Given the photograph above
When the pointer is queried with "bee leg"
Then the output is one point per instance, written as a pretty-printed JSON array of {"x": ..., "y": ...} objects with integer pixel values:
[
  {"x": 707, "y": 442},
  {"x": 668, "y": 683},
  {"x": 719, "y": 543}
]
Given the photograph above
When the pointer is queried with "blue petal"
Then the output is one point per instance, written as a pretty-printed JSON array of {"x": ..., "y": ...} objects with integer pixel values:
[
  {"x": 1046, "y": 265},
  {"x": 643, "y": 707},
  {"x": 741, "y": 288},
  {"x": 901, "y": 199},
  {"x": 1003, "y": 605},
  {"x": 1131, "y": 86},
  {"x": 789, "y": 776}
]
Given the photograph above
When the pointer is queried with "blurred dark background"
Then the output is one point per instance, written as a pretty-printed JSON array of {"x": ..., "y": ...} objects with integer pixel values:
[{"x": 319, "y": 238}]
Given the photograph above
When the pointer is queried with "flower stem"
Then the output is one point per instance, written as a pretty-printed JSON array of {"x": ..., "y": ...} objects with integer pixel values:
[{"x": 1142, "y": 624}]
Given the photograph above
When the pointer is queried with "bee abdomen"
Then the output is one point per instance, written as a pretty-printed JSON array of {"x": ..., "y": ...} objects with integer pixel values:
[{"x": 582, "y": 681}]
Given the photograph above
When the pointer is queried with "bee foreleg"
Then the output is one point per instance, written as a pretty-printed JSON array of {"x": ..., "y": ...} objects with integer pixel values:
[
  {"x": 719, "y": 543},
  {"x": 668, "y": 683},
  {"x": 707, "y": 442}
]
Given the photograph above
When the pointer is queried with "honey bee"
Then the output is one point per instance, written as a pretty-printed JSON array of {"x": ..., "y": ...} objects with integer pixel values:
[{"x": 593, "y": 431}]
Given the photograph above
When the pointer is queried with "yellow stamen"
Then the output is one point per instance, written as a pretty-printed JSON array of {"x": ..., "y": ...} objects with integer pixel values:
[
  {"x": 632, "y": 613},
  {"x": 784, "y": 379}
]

**Written request:**
Restate the data above exactly, keeping each word as it stands.

**Task response:**
Given the photograph above
When the pointer is queried with "bee leg"
Then the output is one point per instance, written as a pretty-printed JSON array of {"x": ..., "y": ...} objects with integer pixel values:
[
  {"x": 707, "y": 442},
  {"x": 668, "y": 683},
  {"x": 719, "y": 543}
]
Given the photograph above
When the pointer is queried with "blue petal"
Then the output is one point per instance, written as a pretty-printed JSON array of {"x": ..., "y": ...} objects with integer pixel values:
[
  {"x": 1046, "y": 265},
  {"x": 643, "y": 707},
  {"x": 741, "y": 288},
  {"x": 901, "y": 199},
  {"x": 1003, "y": 605},
  {"x": 1131, "y": 86},
  {"x": 789, "y": 776}
]
Given the photograph above
When the pointer is queried with "blurred dark background"
Then the output is one point per instance, written as a pretty-printed JSON array of {"x": ..., "y": ...} objects with integer pixel values:
[{"x": 319, "y": 238}]
Given the photograph above
When the pointer is queried with "flower stem"
Then the output is one point per instance, written as a pretty-printed JSON array of {"x": ..., "y": ...} objects with integer pixel values:
[{"x": 1142, "y": 624}]
Given the photograph above
When the pointer is queried with "bee abdomen"
Then the output is one point per instance, written as a pretty-printed JSON array of {"x": ..., "y": ...} objects with integer pixel values:
[{"x": 582, "y": 681}]
Given the photograph above
When the pointer is queried with "bee foreleg"
Then the output is one point per instance, written as a pretty-printed JSON array of {"x": ..., "y": ...} objects with integer pixel values:
[
  {"x": 719, "y": 543},
  {"x": 668, "y": 683},
  {"x": 707, "y": 442}
]
Given the photograph above
When the pointer is queried with "honey bee"
Then the output is one point per instance, written as a pretty-printed JSON array of {"x": ..., "y": ...} objects with integer pixel values:
[{"x": 593, "y": 431}]
Given the photograph above
When the pointer is queried with "yellow stamen"
Then the output is one point per instance, written as a pretty-printed JSON array of {"x": ..., "y": ...} objects with integer pixel values:
[
  {"x": 632, "y": 613},
  {"x": 784, "y": 379}
]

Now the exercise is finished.